REQUIRED WORK: All entries must be returned precisely as they appear.

Dataset excerpts:
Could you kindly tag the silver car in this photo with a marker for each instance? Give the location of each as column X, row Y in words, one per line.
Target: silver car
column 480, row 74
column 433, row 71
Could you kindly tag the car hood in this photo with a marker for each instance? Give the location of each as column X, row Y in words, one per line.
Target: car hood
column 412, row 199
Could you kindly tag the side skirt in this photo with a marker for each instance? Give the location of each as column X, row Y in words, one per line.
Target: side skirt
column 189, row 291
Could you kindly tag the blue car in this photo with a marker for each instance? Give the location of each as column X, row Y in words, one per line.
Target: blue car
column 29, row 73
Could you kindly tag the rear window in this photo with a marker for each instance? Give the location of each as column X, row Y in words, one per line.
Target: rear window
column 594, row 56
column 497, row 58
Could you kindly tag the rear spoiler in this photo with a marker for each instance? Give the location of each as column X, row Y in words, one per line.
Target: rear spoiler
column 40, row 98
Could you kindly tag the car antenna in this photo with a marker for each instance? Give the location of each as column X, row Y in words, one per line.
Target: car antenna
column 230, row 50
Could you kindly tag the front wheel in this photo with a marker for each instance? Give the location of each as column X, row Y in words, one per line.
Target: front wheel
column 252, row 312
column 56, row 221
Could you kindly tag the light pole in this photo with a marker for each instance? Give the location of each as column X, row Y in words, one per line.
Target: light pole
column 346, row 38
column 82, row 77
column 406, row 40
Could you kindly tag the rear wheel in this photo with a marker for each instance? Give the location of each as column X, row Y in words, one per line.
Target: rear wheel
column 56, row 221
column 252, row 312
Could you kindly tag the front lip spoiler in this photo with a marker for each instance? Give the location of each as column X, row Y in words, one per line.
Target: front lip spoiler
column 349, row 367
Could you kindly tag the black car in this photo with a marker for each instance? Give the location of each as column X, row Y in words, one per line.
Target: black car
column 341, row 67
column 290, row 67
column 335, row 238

TASK ANSWER:
Could you kindly tag the silver car in this photo with a marker for each instance? Give the location of each as column X, row Y in words, one per line.
Target: silver car
column 480, row 74
column 433, row 71
Could you kindly tag the car hood in this photo with a marker for each instance? Give the location of each as column X, row Y in words, one per line.
Target: car hood
column 412, row 199
Could you kindly tag the side skirt in this photo with a marker for each instance? Give the location of each as column X, row Y in words, one per line.
Target: side skirt
column 189, row 291
Could you kindly tag the blue car in this photo with a marker for each instance? Give the location of each as column X, row Y in words, one per line.
Target: blue car
column 29, row 73
Could you kindly tag the rear window in this photo with a marker for each instance? Give the location of each as column X, row Y in words, one per line.
Target: rear window
column 594, row 56
column 497, row 58
Could you kindly tag the rear spoiler in this photo with a marker for each instance? Give the location of each as column X, row Y in words, one per line.
Target: rear spoiler
column 40, row 98
Could you kindly tag the car antenna in this photo with a marker for each instance? Give the location of each as column X, row Y in words, one per line.
Target: car antenna
column 230, row 50
Could you kindly tag the front wheel in this photo with a marker for each instance? Give the location of each as column X, row Y in words, one per line.
Target: front wheel
column 252, row 312
column 56, row 221
Could you kindly tag the light pole in this photo with a marker for each instance? Give the location of each as column X, row Y in words, one per line.
Target: light pole
column 346, row 38
column 82, row 77
column 406, row 40
Could you kindly tag the rear wheel in this photo with a marker for each instance? Give the location of each as column X, row Y in words, one per line.
Target: rear wheel
column 56, row 221
column 252, row 312
Could you kindly tag the front lip spoiler in this photo with a marker for each instance? Give the location of each as column X, row Y in words, one per line.
Target: front lip spoiler
column 349, row 367
Could you kindly tag the black car in this photo with a marker for each instance? Give the location of each as column X, row Y in words, one per line.
Target: black car
column 341, row 67
column 290, row 67
column 335, row 238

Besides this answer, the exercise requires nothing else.